>> begin Task inputs

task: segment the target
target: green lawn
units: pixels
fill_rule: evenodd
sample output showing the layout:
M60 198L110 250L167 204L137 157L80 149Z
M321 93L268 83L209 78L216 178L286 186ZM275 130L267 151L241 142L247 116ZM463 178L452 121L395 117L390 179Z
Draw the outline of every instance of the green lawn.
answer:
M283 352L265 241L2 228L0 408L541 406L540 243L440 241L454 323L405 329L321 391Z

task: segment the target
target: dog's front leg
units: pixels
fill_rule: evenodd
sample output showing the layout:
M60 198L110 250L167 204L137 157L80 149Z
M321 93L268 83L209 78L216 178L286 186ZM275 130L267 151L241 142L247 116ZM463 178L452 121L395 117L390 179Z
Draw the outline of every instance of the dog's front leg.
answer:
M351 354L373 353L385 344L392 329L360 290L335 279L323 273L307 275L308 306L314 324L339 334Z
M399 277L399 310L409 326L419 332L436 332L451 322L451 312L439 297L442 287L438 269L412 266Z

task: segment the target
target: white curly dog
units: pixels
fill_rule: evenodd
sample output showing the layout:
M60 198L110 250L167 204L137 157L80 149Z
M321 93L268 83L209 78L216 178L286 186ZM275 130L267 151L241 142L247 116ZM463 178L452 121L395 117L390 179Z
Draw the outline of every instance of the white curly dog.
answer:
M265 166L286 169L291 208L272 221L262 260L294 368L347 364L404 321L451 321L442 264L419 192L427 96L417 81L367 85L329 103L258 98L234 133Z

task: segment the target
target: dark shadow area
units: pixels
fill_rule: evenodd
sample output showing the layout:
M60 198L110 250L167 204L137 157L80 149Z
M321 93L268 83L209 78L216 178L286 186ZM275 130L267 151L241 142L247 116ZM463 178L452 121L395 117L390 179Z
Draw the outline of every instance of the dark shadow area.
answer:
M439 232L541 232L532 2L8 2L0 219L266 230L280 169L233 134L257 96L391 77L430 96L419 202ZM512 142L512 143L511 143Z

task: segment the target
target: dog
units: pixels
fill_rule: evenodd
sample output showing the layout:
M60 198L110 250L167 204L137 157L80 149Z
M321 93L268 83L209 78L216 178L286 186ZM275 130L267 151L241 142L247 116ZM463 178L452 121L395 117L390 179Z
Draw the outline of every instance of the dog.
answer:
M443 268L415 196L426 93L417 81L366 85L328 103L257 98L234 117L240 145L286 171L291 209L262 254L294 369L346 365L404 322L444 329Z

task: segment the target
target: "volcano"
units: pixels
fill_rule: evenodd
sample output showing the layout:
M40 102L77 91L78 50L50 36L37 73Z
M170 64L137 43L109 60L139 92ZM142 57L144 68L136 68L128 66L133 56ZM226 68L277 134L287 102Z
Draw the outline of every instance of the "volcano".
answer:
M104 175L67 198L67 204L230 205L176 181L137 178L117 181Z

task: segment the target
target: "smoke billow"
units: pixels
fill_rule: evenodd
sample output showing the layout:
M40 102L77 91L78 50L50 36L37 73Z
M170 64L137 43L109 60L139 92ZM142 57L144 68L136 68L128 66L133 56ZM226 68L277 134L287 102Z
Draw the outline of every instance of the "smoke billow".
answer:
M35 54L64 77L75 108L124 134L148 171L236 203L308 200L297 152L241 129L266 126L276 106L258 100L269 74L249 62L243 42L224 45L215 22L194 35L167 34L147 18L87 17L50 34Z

>> end Task inputs

## Task goal
Pick out every line of the material above that contains the string “curly”, and copy each of those lines in full.

## Problem solution
target: white curly dog
Draw the outline of every instance of the white curly dog.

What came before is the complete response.